# Records of labeled points:
*****

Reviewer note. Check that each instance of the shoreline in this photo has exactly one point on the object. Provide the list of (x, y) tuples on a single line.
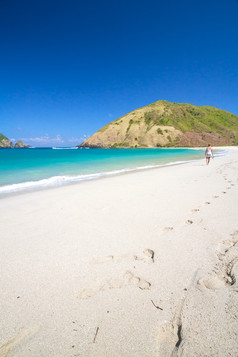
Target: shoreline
[(123, 266), (59, 181)]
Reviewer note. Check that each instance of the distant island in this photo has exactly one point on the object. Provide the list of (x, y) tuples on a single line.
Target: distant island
[(6, 143), (166, 124)]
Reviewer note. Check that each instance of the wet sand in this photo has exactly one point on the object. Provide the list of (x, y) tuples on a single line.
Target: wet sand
[(142, 264)]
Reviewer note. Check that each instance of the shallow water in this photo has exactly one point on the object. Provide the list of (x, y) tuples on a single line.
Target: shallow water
[(43, 167)]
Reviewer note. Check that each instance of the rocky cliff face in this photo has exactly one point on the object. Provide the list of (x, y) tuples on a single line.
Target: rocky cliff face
[(20, 145), (5, 142), (164, 124)]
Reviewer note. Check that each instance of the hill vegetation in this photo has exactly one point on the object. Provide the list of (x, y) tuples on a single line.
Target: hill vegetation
[(165, 124), (5, 143)]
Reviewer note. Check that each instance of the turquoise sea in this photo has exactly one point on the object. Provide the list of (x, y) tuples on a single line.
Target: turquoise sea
[(35, 168)]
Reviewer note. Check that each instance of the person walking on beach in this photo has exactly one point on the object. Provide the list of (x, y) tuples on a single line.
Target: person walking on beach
[(208, 153)]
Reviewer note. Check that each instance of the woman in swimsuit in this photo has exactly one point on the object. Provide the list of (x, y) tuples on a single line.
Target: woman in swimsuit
[(208, 153)]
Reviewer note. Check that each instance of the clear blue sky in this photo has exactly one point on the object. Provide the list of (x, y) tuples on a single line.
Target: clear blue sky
[(68, 67)]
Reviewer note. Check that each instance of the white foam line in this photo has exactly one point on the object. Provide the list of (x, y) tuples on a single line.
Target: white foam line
[(62, 180)]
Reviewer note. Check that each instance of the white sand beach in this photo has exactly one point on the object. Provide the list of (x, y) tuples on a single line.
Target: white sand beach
[(143, 264)]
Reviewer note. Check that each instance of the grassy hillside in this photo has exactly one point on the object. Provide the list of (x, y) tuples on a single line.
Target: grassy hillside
[(168, 124), (5, 142)]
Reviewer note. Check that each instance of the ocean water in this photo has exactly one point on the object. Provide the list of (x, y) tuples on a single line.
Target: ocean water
[(22, 169)]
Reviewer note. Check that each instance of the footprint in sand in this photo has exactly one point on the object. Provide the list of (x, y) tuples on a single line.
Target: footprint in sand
[(147, 258), (23, 334), (166, 229), (168, 339), (225, 273), (128, 278)]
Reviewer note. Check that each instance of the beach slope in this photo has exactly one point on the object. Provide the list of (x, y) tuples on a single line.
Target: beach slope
[(142, 264)]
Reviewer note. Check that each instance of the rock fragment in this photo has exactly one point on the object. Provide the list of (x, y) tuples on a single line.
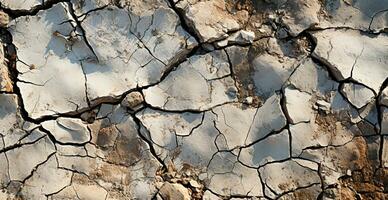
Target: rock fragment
[(209, 19), (66, 130), (133, 100)]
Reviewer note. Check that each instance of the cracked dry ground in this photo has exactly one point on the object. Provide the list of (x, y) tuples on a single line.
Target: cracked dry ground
[(193, 99)]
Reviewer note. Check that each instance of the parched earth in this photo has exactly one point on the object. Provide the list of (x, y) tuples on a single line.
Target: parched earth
[(193, 99)]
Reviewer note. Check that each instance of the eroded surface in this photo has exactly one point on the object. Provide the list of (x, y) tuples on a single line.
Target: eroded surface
[(193, 99)]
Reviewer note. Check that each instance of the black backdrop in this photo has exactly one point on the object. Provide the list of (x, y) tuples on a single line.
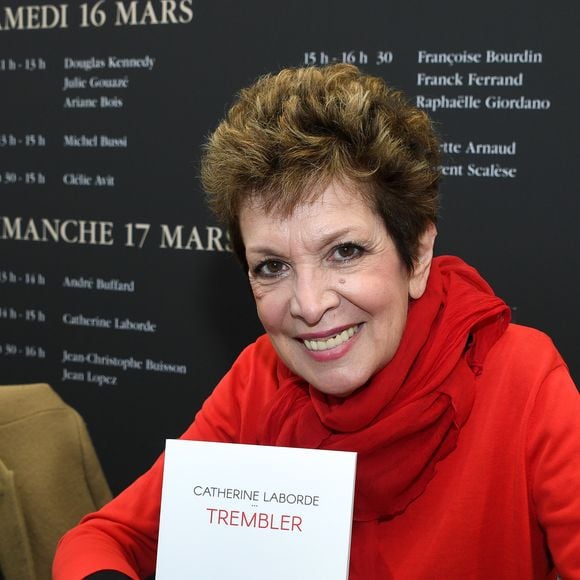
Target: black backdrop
[(102, 218)]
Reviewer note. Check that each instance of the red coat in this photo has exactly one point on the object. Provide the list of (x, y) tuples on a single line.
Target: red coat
[(504, 504)]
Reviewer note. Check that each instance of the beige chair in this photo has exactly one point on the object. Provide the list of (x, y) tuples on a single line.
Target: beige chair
[(49, 478)]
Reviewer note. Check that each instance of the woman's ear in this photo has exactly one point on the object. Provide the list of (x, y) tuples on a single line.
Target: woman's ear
[(420, 275)]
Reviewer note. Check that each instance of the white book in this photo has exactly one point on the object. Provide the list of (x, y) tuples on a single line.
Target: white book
[(254, 512)]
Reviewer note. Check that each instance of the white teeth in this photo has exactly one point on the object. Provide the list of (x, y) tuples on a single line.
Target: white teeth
[(333, 341)]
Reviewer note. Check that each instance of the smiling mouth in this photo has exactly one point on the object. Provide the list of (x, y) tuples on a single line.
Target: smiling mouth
[(333, 341)]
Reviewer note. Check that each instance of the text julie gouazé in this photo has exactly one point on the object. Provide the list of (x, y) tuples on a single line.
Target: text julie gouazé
[(96, 14)]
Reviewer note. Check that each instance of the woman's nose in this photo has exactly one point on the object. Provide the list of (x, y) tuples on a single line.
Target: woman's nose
[(313, 295)]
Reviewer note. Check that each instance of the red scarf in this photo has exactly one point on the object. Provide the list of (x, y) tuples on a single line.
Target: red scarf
[(408, 417)]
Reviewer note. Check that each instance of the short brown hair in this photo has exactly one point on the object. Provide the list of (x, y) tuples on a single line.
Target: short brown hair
[(288, 135)]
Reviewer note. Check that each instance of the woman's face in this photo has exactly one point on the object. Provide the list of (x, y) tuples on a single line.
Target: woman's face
[(330, 288)]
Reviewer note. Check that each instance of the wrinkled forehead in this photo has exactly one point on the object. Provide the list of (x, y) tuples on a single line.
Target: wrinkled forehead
[(277, 204)]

*****

Rescale the records from the line containing "Reviewer note. Check that each instance of the woman's ear" through the line containing "[(254, 512)]": write out every line of that stretch again, requests included, with each answer coordinate multiplied by 1.25 and rounded to a whole number, halves up.

Reviewer note. Check that each instance of the woman's ear in this photo has exactly one point on the object. Provide the list of (x, y) tuples on a single line.
Target: woman's ear
[(525, 344)]
Reviewer note. Check that each instance of the white book in this photo has exactly one point on the object. Provide the list of (x, y) tuples on a single line.
Target: white book
[(318, 640)]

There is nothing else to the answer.